WORK REQUIRED | State how many lines of the data below hold the string "bicycle", giving nothing but the number.

<<<<

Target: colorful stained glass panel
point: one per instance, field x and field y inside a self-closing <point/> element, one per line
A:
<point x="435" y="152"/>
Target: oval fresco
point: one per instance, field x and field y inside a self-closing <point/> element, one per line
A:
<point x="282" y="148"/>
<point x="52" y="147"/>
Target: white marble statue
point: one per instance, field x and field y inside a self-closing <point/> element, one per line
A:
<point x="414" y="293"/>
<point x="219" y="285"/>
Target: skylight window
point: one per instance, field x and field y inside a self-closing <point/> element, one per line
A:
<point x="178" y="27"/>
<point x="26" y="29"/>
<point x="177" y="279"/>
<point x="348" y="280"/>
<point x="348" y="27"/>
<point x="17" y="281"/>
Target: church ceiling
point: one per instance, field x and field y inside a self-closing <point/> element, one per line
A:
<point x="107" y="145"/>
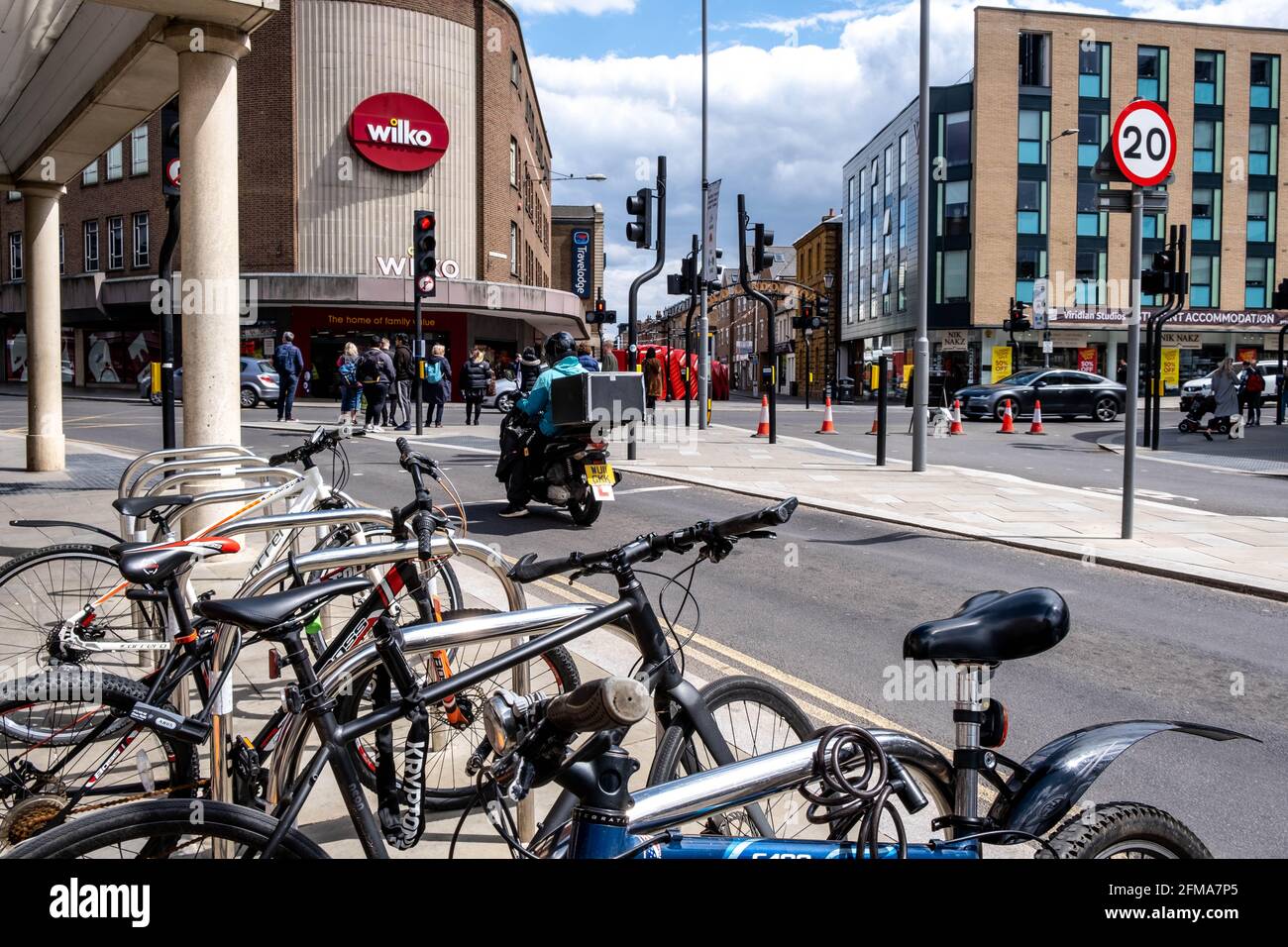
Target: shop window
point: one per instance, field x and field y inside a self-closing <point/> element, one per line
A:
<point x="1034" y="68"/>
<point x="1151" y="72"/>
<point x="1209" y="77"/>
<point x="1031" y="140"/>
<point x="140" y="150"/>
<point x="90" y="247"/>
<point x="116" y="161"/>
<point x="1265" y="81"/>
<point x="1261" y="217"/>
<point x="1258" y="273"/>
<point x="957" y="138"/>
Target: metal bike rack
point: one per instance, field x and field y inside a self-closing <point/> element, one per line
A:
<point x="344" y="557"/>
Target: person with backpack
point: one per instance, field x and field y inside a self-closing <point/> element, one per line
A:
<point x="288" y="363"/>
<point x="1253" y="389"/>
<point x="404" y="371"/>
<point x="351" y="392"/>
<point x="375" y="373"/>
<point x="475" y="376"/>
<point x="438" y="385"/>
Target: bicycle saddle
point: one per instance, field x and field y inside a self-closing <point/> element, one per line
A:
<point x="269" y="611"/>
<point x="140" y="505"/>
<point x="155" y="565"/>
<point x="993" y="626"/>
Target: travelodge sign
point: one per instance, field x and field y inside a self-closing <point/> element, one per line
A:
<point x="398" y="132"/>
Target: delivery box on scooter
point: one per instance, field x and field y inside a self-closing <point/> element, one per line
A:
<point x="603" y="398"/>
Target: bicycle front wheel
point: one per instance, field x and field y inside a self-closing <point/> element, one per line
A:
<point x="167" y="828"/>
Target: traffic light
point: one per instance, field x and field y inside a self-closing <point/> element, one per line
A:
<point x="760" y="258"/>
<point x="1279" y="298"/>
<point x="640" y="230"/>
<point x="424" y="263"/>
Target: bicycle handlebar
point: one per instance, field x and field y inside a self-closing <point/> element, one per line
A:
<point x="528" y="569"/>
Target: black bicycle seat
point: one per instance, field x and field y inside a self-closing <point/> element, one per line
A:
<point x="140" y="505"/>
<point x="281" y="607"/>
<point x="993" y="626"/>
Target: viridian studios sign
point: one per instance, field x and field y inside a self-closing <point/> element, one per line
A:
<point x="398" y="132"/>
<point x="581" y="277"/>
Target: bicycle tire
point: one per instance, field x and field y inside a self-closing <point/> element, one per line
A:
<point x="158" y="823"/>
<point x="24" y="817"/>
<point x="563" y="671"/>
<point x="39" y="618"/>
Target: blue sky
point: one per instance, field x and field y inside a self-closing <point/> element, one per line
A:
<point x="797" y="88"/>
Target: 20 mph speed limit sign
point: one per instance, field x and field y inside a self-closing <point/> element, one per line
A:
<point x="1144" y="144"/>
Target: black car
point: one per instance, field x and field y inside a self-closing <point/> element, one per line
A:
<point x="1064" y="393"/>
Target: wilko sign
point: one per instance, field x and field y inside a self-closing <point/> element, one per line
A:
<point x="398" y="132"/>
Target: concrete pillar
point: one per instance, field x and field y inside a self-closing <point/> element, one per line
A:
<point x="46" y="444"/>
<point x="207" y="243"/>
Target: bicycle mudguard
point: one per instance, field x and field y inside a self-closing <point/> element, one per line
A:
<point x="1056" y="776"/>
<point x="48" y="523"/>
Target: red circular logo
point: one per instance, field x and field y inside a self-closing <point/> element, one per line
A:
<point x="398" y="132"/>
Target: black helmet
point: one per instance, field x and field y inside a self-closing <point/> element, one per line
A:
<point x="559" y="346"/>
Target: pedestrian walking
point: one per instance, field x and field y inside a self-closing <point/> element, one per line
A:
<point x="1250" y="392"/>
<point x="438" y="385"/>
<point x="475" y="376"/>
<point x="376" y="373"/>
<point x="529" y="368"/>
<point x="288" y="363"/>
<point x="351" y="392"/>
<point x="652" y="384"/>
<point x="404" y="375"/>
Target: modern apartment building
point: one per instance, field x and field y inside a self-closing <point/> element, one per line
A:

>>>>

RESPONSE BOX | 6